PROBLEM TO WORK ON — Please format every line of the items below as a numbered list, leaving out any blank lines.

DATA SUPPLIED —
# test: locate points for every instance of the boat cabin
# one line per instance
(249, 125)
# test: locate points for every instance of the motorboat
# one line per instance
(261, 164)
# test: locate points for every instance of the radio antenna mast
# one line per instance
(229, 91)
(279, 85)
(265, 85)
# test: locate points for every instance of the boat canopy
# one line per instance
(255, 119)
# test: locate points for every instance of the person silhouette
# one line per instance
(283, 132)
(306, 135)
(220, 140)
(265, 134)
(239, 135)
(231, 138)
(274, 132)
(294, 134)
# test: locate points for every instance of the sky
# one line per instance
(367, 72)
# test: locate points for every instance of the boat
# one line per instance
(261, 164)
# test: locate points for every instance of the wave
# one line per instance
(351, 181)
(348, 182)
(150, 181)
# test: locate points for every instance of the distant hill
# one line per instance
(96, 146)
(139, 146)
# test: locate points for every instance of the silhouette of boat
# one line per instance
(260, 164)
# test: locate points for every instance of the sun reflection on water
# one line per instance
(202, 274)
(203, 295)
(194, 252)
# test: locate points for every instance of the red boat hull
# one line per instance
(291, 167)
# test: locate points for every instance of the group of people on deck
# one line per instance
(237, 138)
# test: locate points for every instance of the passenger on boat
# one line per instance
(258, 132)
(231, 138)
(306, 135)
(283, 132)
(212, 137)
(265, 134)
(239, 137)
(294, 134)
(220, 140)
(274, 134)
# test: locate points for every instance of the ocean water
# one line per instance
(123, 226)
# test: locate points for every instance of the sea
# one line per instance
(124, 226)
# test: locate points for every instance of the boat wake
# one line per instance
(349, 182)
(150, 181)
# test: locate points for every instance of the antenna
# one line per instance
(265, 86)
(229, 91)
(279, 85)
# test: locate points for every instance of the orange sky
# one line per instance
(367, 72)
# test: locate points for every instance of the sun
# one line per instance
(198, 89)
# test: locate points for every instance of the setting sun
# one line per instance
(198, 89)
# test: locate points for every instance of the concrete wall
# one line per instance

ANSWER TO THE TASK —
1. # test: locate points for every instance of the boat cabin
2. # one line per instance
3. (249, 125)
4. # test: locate points for every instance of the motorboat
5. # one line per instance
6. (261, 164)
7. # test: locate points for every instance of the radio antenna mast
8. # one line per instance
9. (229, 91)
10. (279, 85)
11. (265, 85)
12. # test: locate points for every instance of the boat canopy
13. # one line per instance
14. (255, 119)
15. # test: locate points for every instance of the person silhouette
16. # one line per instance
17. (283, 132)
18. (306, 135)
19. (220, 140)
20. (265, 134)
21. (239, 135)
22. (231, 138)
23. (274, 132)
24. (294, 134)
25. # test: locate points for every instance of the sky
26. # one line per instance
27. (367, 72)
28. # test: locate points for every instance of the boat
29. # one line per instance
30. (261, 164)
31. # test: locate points for every instance of the wave
32. # one line per instance
33. (351, 181)
34. (348, 182)
35. (150, 181)
36. # test: locate points for every instance of the distant hill
37. # one line per instance
38. (96, 146)
39. (139, 146)
40. # test: locate points for every instance of the silhouette of boat
41. # one line per instance
42. (260, 164)
43. # test: locate points for every instance of the sun reflection on water
44. # one line per instance
45. (202, 274)
46. (203, 295)
47. (194, 252)
48. # test: locate points for every instance of the red boat hull
49. # one line per instance
50. (291, 167)
51. # test: locate points for every instance of the group of people on deck
52. # one line per instance
53. (237, 138)
54. # test: locate points for every instance of the passenger on boat
55. # one line per instance
56. (258, 132)
57. (231, 138)
58. (306, 135)
59. (283, 132)
60. (212, 137)
61. (265, 134)
62. (239, 137)
63. (294, 134)
64. (220, 140)
65. (274, 134)
66. # test: locate points for every instance of the ocean water
67. # one line per instance
68. (123, 226)
69. # test: locate points for every instance of the sea
70. # one line per instance
71. (124, 226)
72. # test: locate points for every instance of the boat wake
73. # one line per instance
74. (349, 182)
75. (150, 181)
76. # test: locate points for every instance of the antenna
77. # one line per instance
78. (265, 86)
79. (229, 91)
80. (279, 85)
81. # test: locate points for every instance of the orange sky
82. # one line per instance
83. (367, 72)
84. # test: locate points for every instance of the sun
85. # one line per instance
86. (198, 89)
87. # test: locate points for every instance of the setting sun
88. # one line per instance
89. (198, 89)
90. # test: locate points for every instance of the concrete wall
91. # one line per instance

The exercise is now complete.